EXCERPTED PASSAGE:
──────
3. (a) If the Employee dies while still so employed by the
Company or any of its subsidiaries, the Company shall pay, as the Employee by
appointment shall have provided pursuant to paragraph 10 hereof, the monthly
amount on the first day of the month following his death, and on the first day
of each and every month thereafter until a total of one hundred eighty (180)
monthly payments shall have been paid.
(b) If the Employee dies after said date, and prior to the
time that the payments made to him pursuant to paragraph 2 hereof shall have
totaled Four Hundred Fifty Thousand Dollars ($450,000.00) ("the total amount"),
the Company shall pay, as the Employee by appointment shall have so provided,
the monthly amount on the first day of the month following his death, and on
the first day of each and every month thereafter until the sum of all
payments made under paragraph 2 hereof and under this paragraph shall equal the
total amount.
──────
EXTRACTED DATA:
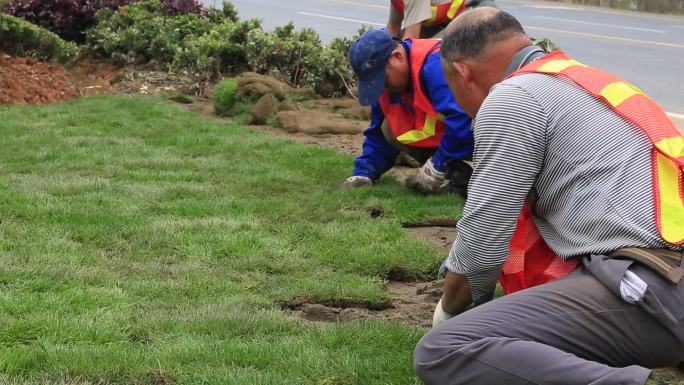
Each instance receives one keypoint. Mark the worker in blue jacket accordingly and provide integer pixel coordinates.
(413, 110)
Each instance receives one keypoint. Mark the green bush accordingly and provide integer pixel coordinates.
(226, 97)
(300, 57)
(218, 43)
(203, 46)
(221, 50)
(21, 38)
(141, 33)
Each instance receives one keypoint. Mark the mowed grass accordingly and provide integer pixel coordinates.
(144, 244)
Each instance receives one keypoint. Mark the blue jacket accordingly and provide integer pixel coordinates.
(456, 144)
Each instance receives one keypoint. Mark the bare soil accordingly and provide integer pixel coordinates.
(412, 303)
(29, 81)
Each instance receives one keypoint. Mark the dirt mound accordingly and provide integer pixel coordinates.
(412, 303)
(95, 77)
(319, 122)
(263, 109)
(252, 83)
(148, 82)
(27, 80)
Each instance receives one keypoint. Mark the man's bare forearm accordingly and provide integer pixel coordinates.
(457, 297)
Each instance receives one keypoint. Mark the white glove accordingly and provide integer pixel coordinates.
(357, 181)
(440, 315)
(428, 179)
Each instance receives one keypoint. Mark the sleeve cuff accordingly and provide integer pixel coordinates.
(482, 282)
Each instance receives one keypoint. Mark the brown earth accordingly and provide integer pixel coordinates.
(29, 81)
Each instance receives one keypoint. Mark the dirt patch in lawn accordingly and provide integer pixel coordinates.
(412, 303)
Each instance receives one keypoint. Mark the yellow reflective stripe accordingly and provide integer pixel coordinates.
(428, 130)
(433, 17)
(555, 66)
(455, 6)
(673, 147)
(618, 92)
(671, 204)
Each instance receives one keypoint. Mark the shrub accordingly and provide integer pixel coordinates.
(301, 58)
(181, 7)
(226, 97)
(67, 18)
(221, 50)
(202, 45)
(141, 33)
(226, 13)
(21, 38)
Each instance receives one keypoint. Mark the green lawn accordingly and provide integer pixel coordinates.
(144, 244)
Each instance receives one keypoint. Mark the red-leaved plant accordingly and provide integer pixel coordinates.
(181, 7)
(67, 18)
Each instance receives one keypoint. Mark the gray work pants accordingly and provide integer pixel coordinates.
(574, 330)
──────
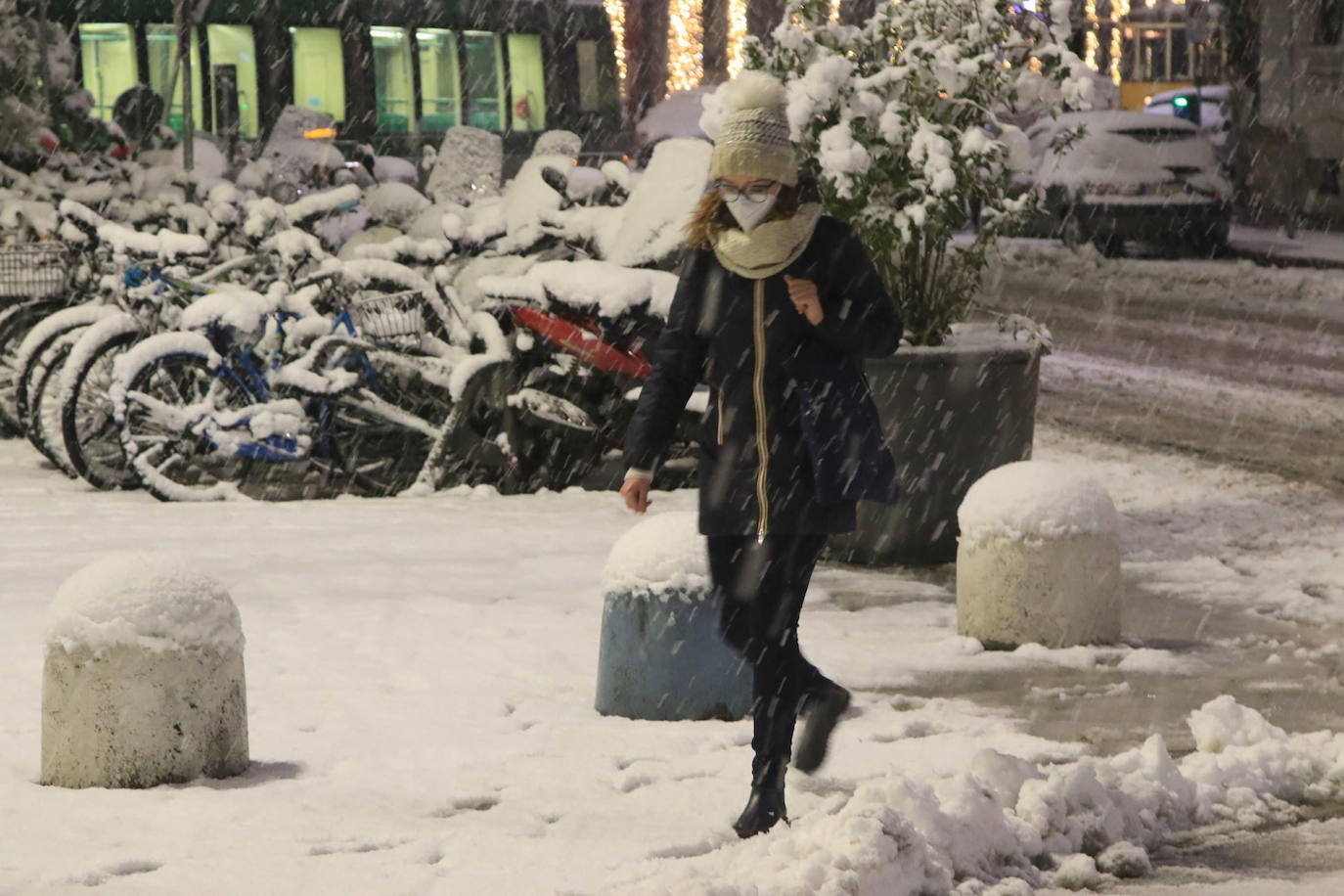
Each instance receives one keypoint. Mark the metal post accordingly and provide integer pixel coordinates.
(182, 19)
──────
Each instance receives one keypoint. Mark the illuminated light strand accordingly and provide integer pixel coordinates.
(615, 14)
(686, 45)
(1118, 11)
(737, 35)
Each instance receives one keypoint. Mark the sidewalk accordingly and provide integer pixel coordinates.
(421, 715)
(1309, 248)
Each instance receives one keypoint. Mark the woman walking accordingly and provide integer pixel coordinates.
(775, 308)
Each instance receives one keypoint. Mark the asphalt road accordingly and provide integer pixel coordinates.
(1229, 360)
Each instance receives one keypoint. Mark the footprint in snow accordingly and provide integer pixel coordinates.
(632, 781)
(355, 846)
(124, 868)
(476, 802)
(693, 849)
──────
WORK TO COMPLETE:
(1) Translate this sentence from the contract excerpt into Spanish: "If the Employee dies while still so employed by the Company or any of its subsidiaries, the Company shall pay, as the Employee by appointment shall have provided pursuant to paragraph 10 hereof, the monthly amount on the first day of the month following his death, and on the first day of each and every month thereafter until a total of one hundred eighty (180) monthly payments shall have been paid."
(2) Pull a passage word for word from the contract excerpt, beginning at the words "3. (a) If the" and stopping after "have been paid.".
The records stand apart from the contract excerpt and are not connected to it.

RESULTS:
(1) Si el Empleado fallece mientras siga así empleado por la Compañía o cualquiera de sus subsidiarias, la Compañía pagará, según lo que el Empleado haya dispuesto mediante designación conforme al párrafo 10 del presente, el monto mensual el primer día del mes siguiente a su fallecimiento, y el primer día de todos y cada uno de los meses posteriores, hasta que se haya pagado un total de ciento ochenta (180) pagos mensuales.

(2)
3. (a) If the Employee dies while still so employed by the
Company or any of its subsidiaries, the Company shall pay, as the Employee by
appointment shall have provided pursuant to paragraph 10 hereof, the monthly
amount on the first day of the month following his death, and on the first day
of each and every month thereafter until a total of one hundred eighty (180)
monthly payments shall have been paid.